# Text provided

Here, even making that distinction of prompt-as-most-recent-user-input-only, if we use context as how it's generally been defined in "context window" then RAG and such are not then part of the context. They are just things that certain applications might use to enrich the context.

But personally I think a focus on "prompt" that refers to a specific text box in a specific application vs using it to refer to the sum total of the model input increases confusion about what's going on behind the scenes. At least when referring to products built on the OpenAI Chat Completions APIs, which is what I've used the most.

Building a simple dummy chatbot UI is very informative here for de-mystifying things and avoiding misconceptions about the model actually "learning" or having internal "memory" during your conversation. You're just supplying a message history as the model input prompt. It's your job to keep submitting the history - and you're perfectly able to change it if you like (such as rolling up older messages to keep a shorter context window).

Aeolun · 2025-07-01T10:44:41 1751366681

> Why are we drawing a difference between "prompt" and "context" exactly?

Because they’re different things? The prompt doesn’t dynamically change. The context changes all the time.

# Excerpted data
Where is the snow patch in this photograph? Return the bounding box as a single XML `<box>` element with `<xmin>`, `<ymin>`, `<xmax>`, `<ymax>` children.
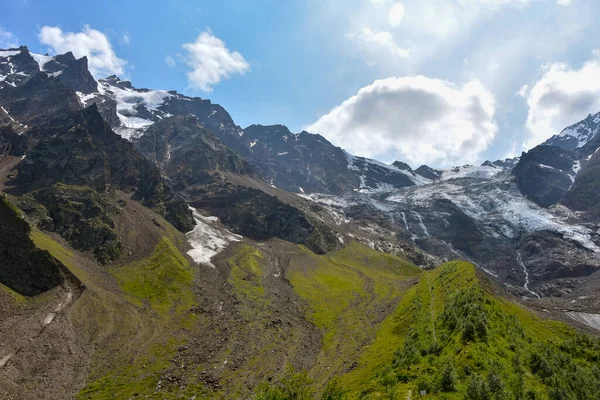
<box><xmin>567</xmin><ymin>312</ymin><xmax>600</xmax><ymax>331</ymax></box>
<box><xmin>0</xmin><ymin>50</ymin><xmax>21</xmax><ymax>57</ymax></box>
<box><xmin>29</xmin><ymin>53</ymin><xmax>54</xmax><ymax>72</ymax></box>
<box><xmin>186</xmin><ymin>207</ymin><xmax>242</xmax><ymax>268</ymax></box>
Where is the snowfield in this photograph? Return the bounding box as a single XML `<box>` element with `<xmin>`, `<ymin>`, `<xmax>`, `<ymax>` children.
<box><xmin>186</xmin><ymin>207</ymin><xmax>242</xmax><ymax>268</ymax></box>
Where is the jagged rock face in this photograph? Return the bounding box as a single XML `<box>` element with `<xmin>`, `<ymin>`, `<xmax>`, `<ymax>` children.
<box><xmin>513</xmin><ymin>146</ymin><xmax>576</xmax><ymax>207</ymax></box>
<box><xmin>310</xmin><ymin>169</ymin><xmax>600</xmax><ymax>296</ymax></box>
<box><xmin>43</xmin><ymin>52</ymin><xmax>98</xmax><ymax>94</ymax></box>
<box><xmin>0</xmin><ymin>46</ymin><xmax>40</xmax><ymax>90</ymax></box>
<box><xmin>543</xmin><ymin>113</ymin><xmax>600</xmax><ymax>150</ymax></box>
<box><xmin>481</xmin><ymin>157</ymin><xmax>520</xmax><ymax>169</ymax></box>
<box><xmin>243</xmin><ymin>125</ymin><xmax>360</xmax><ymax>193</ymax></box>
<box><xmin>563</xmin><ymin>149</ymin><xmax>600</xmax><ymax>221</ymax></box>
<box><xmin>32</xmin><ymin>183</ymin><xmax>123</xmax><ymax>262</ymax></box>
<box><xmin>0</xmin><ymin>73</ymin><xmax>81</xmax><ymax>125</ymax></box>
<box><xmin>135</xmin><ymin>115</ymin><xmax>250</xmax><ymax>190</ymax></box>
<box><xmin>188</xmin><ymin>183</ymin><xmax>337</xmax><ymax>254</ymax></box>
<box><xmin>519</xmin><ymin>232</ymin><xmax>600</xmax><ymax>282</ymax></box>
<box><xmin>415</xmin><ymin>165</ymin><xmax>443</xmax><ymax>181</ymax></box>
<box><xmin>0</xmin><ymin>46</ymin><xmax>98</xmax><ymax>94</ymax></box>
<box><xmin>159</xmin><ymin>92</ymin><xmax>252</xmax><ymax>159</ymax></box>
<box><xmin>0</xmin><ymin>196</ymin><xmax>63</xmax><ymax>296</ymax></box>
<box><xmin>17</xmin><ymin>106</ymin><xmax>194</xmax><ymax>230</ymax></box>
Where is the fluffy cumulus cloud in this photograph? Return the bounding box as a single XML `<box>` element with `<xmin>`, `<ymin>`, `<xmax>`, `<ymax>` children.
<box><xmin>388</xmin><ymin>3</ymin><xmax>404</xmax><ymax>27</ymax></box>
<box><xmin>183</xmin><ymin>30</ymin><xmax>250</xmax><ymax>92</ymax></box>
<box><xmin>347</xmin><ymin>28</ymin><xmax>410</xmax><ymax>63</ymax></box>
<box><xmin>520</xmin><ymin>51</ymin><xmax>600</xmax><ymax>148</ymax></box>
<box><xmin>39</xmin><ymin>25</ymin><xmax>127</xmax><ymax>78</ymax></box>
<box><xmin>0</xmin><ymin>26</ymin><xmax>19</xmax><ymax>49</ymax></box>
<box><xmin>307</xmin><ymin>76</ymin><xmax>498</xmax><ymax>167</ymax></box>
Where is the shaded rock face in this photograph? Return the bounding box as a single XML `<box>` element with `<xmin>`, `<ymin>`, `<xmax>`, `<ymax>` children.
<box><xmin>563</xmin><ymin>148</ymin><xmax>600</xmax><ymax>221</ymax></box>
<box><xmin>243</xmin><ymin>125</ymin><xmax>360</xmax><ymax>193</ymax></box>
<box><xmin>188</xmin><ymin>183</ymin><xmax>337</xmax><ymax>254</ymax></box>
<box><xmin>17</xmin><ymin>106</ymin><xmax>194</xmax><ymax>231</ymax></box>
<box><xmin>0</xmin><ymin>196</ymin><xmax>63</xmax><ymax>296</ymax></box>
<box><xmin>415</xmin><ymin>165</ymin><xmax>443</xmax><ymax>181</ymax></box>
<box><xmin>135</xmin><ymin>115</ymin><xmax>250</xmax><ymax>191</ymax></box>
<box><xmin>513</xmin><ymin>146</ymin><xmax>576</xmax><ymax>207</ymax></box>
<box><xmin>44</xmin><ymin>52</ymin><xmax>98</xmax><ymax>94</ymax></box>
<box><xmin>543</xmin><ymin>113</ymin><xmax>600</xmax><ymax>154</ymax></box>
<box><xmin>159</xmin><ymin>92</ymin><xmax>252</xmax><ymax>158</ymax></box>
<box><xmin>0</xmin><ymin>46</ymin><xmax>98</xmax><ymax>94</ymax></box>
<box><xmin>32</xmin><ymin>183</ymin><xmax>123</xmax><ymax>262</ymax></box>
<box><xmin>519</xmin><ymin>232</ymin><xmax>600</xmax><ymax>281</ymax></box>
<box><xmin>0</xmin><ymin>46</ymin><xmax>40</xmax><ymax>89</ymax></box>
<box><xmin>0</xmin><ymin>72</ymin><xmax>81</xmax><ymax>125</ymax></box>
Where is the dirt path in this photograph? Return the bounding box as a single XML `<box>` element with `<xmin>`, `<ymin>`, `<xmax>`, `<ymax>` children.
<box><xmin>0</xmin><ymin>286</ymin><xmax>73</xmax><ymax>368</ymax></box>
<box><xmin>427</xmin><ymin>278</ymin><xmax>437</xmax><ymax>343</ymax></box>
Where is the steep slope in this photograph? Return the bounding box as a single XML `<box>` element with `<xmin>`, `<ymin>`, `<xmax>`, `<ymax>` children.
<box><xmin>70</xmin><ymin>71</ymin><xmax>427</xmax><ymax>194</ymax></box>
<box><xmin>513</xmin><ymin>146</ymin><xmax>580</xmax><ymax>207</ymax></box>
<box><xmin>0</xmin><ymin>195</ymin><xmax>64</xmax><ymax>296</ymax></box>
<box><xmin>342</xmin><ymin>262</ymin><xmax>600</xmax><ymax>400</ymax></box>
<box><xmin>309</xmin><ymin>167</ymin><xmax>600</xmax><ymax>297</ymax></box>
<box><xmin>3</xmin><ymin>106</ymin><xmax>194</xmax><ymax>260</ymax></box>
<box><xmin>543</xmin><ymin>113</ymin><xmax>600</xmax><ymax>150</ymax></box>
<box><xmin>134</xmin><ymin>115</ymin><xmax>251</xmax><ymax>190</ymax></box>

# Tasks
A - Print the passage from the prompt-versus-context discussion above, starting at "But personally I" and ending at "shorter context window).".
B - Please proceed with the prompt-versus-context discussion, picking up right after its final sentence.

# Answers to this exercise
A -
But personally I think a focus on "prompt" that refers to a specific text box in a specific application vs using it to refer to the sum total of the model input increases confusion about what's going on behind the scenes. At least when referring to products built on the OpenAI Chat Completions APIs, which is what I've used the most.

Building a simple dummy chatbot UI is very informative here for de-mystifying things and avoiding misconceptions about the model actually "learning" or having internal "memory" during your conversation. You're just supplying a message history as the model input prompt. It's your job to keep submitting the history - and you're perfectly able to change it if you like (such as rolling up older messages to keep a shorter context window).

B -
I’ll admit that you can just call it all ‘context’ or ‘prompt’ if you want, because it’s essentially a large chunk of text. But it’s convenient to be able to distinguish between the two so you can talk about the same thing.

__loam · 2025-07-01T11:41:31 1751370091

It's all the same blob of text in the api call

chestervonwinch · 2025-07-01T12:52:27 1751374347

There is a conceptual difference between a blob of text drafted by a person and a dynamically generated blob of text initiated by a human, generated through multiple LLM calls that pull in information from targeted resources. Perhaps "dynamically generated prompts" is more fitting than "context", but nevertheless, there is a difference to be teased out, whatever the jargon we decide to use.

FeepingCreature · 2025-07-01T12:40:55 1751373655

There's always been a distinction between prompt and data.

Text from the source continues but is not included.